What the task asks:
Rewrite the lines as a numbered list, starting at the line that contains "Annotation task — point out every instance of the roof" and ending at the line that contains "[(620, 127), (197, 167)]", and leave out any blank lines.

(Coordinate annotation entries)
-----
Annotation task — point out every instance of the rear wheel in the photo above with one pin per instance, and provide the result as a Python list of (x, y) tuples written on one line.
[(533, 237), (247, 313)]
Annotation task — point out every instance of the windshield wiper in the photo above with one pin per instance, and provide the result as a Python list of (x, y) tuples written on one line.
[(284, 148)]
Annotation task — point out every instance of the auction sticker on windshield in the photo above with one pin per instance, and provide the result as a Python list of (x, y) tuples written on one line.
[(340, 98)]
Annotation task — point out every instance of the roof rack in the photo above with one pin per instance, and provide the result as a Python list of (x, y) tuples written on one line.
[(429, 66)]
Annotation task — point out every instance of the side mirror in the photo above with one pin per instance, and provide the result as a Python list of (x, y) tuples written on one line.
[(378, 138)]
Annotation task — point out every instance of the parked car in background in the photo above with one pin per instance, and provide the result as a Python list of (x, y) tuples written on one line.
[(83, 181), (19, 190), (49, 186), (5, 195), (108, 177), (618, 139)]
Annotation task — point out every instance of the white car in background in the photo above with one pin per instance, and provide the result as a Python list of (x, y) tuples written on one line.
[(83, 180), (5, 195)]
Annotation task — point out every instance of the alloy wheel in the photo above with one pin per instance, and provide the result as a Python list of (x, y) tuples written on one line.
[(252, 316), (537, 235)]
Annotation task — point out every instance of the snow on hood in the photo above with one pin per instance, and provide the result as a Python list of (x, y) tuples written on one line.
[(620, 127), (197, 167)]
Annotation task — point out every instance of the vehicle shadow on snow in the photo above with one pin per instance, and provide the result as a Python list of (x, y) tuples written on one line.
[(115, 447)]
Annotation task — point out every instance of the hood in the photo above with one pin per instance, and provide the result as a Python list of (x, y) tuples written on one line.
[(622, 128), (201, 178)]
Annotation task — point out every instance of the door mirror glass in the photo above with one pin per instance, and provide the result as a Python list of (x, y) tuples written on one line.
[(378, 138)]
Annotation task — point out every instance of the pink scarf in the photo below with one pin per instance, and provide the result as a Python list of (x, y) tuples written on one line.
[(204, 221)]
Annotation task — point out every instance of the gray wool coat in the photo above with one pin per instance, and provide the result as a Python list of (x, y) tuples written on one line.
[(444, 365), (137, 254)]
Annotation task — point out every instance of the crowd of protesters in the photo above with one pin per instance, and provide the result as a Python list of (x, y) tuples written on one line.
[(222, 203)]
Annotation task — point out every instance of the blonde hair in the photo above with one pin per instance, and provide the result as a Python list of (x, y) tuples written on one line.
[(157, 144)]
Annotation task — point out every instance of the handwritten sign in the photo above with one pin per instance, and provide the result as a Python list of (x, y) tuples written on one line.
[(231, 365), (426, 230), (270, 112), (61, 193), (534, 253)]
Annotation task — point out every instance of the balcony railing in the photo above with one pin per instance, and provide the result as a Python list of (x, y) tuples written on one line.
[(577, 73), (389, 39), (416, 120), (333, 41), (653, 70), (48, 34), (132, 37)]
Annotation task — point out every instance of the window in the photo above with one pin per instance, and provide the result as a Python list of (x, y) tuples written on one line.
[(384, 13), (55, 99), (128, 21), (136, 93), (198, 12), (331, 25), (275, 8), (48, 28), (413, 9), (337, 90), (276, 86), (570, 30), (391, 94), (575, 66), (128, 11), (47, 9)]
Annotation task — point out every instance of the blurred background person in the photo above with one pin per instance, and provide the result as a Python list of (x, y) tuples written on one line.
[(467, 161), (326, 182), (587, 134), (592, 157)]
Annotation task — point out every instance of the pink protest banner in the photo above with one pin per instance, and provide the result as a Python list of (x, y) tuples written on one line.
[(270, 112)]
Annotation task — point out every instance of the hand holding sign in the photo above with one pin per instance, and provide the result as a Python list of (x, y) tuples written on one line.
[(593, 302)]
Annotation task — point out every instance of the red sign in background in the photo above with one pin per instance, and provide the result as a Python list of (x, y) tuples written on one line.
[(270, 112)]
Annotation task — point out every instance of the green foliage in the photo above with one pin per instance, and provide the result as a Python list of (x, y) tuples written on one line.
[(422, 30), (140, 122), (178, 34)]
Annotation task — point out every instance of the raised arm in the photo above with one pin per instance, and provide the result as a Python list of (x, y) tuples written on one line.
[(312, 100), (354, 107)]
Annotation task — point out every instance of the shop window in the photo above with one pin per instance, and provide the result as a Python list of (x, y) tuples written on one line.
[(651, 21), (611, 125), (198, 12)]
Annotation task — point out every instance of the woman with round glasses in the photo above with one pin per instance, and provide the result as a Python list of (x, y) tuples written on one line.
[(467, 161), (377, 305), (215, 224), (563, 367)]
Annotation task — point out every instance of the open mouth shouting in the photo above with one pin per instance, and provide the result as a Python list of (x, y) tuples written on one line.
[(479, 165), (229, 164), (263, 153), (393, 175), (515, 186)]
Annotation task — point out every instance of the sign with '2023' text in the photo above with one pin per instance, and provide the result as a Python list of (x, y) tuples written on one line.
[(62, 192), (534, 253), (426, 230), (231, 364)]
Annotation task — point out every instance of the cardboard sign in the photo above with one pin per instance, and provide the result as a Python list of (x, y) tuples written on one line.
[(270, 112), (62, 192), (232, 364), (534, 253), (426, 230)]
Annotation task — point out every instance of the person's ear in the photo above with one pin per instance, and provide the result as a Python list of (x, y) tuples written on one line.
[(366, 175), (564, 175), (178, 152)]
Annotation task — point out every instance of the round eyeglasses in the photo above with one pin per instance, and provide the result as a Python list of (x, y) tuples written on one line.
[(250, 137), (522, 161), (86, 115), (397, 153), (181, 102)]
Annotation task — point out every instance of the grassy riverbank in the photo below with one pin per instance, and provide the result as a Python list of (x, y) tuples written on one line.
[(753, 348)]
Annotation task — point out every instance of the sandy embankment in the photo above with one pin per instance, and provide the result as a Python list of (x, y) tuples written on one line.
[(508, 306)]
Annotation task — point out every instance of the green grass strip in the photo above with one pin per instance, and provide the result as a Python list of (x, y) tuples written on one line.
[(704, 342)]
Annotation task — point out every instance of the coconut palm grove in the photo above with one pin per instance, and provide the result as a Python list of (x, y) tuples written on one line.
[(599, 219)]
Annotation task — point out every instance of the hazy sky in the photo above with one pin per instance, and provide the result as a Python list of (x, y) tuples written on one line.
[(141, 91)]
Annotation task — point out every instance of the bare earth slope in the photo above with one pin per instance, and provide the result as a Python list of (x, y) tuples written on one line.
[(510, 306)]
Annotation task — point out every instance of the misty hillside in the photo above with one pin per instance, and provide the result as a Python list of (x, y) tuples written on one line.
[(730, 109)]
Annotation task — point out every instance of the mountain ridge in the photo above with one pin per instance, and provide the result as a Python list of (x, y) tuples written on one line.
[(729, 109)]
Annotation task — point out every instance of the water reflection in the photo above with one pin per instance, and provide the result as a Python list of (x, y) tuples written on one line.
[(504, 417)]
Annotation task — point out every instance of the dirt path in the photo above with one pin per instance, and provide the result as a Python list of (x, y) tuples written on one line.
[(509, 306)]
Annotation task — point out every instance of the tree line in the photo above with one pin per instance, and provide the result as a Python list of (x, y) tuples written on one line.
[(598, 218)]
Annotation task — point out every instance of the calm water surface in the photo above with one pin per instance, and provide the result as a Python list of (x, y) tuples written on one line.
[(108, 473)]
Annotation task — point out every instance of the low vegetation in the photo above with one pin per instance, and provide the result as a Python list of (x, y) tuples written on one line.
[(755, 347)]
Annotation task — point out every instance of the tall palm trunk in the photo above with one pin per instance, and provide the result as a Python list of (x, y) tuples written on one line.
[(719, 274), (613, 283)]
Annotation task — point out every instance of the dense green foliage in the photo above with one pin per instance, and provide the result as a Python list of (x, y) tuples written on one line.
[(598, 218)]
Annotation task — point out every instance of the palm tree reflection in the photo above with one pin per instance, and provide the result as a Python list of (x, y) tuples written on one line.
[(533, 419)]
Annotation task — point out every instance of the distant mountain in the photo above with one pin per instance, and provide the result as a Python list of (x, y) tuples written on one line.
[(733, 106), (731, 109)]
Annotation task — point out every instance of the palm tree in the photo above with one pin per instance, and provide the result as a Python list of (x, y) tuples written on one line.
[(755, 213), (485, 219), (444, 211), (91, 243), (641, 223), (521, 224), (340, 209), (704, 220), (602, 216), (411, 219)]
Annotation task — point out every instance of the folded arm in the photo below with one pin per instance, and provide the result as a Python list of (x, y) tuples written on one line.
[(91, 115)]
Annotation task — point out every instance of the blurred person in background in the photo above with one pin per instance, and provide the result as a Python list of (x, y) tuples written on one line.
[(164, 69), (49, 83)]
-----
Output of the task:
1. Annotation task — point out every instance of the roof rack in the photo above with one pin per instance, and provide the result as a Python list of (x, y) tuples written on one line.
2. [(429, 66)]
3. Annotation task — point out every instance of the side mirror in the photo above with one pin per instance, and provide the result as a Python list of (x, y) tuples written on one line.
4. [(378, 138)]
5. Annotation task — point out every instance of the parked car in background in the photo above with one pin per instance, and provide the result as a Python list of (x, y) tuples written on one line.
6. [(83, 181), (19, 190), (49, 186), (5, 195), (108, 177), (618, 139)]
7. Annotation task — point out every instance of the white car in background in the photo above with one pin per instance, and provide the result as a Python list of (x, y) tuples written on one line.
8. [(83, 180), (5, 195)]
9. Annotation task — point out every instance of the alloy wheel in the photo above with one pin per instance, and provide the result as a Python list of (x, y) tuples written on one line.
10. [(252, 316), (537, 235)]
11. Annotation task — point out every instance of the snow on hood in the photo above with one pin per instance, and provide the result as a Python list of (x, y) tuples written on one line.
12. [(620, 127), (197, 167)]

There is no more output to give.